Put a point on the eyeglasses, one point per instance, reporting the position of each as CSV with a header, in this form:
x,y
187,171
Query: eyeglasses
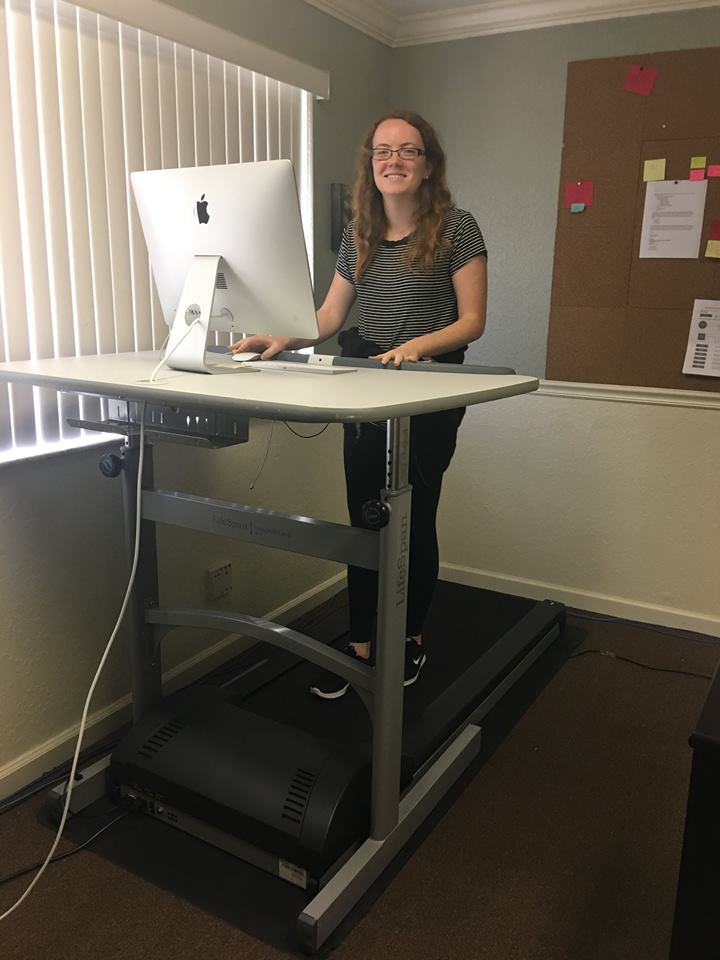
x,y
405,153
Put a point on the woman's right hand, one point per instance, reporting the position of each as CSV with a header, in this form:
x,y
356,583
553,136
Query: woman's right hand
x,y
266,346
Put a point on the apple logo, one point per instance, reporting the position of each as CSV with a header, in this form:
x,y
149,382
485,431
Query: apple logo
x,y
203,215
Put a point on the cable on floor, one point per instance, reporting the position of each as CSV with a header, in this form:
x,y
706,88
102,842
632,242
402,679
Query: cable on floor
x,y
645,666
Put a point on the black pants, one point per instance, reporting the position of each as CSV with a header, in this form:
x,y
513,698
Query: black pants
_ _ _ _
Exercise prompt
Update every entry above by replacing "one point per instance" with "a single point for each instance" wherever it appears, keeping everything else the same. Leave the pictures out of your answer.

Task output
Put a point on the eyeglasses, a single point for each instance, reporting the position of each as CSV with a header, in this form:
x,y
187,171
Query: eyeglasses
x,y
405,153
Put a point on the woman's right hand, a single point for each instance, reporting the position of each as CSV with a header, in this form:
x,y
356,583
553,136
Query: woman's right hand
x,y
266,346
Put a point on the apple logo, a single point for each instance, reporting the position of each as CSV with a header, in this form:
x,y
149,382
485,431
Query: apple logo
x,y
203,215
Put a point on the cable on floor, a single point for each instance, reporting the position of each as CSV with a header, in this form:
x,y
706,88
102,842
632,242
402,679
Query: cable on floor
x,y
645,666
Put a point on the black pants, a single point for each instance, reporting the position of each as CSV with a header, in this form:
x,y
513,698
Query: black pants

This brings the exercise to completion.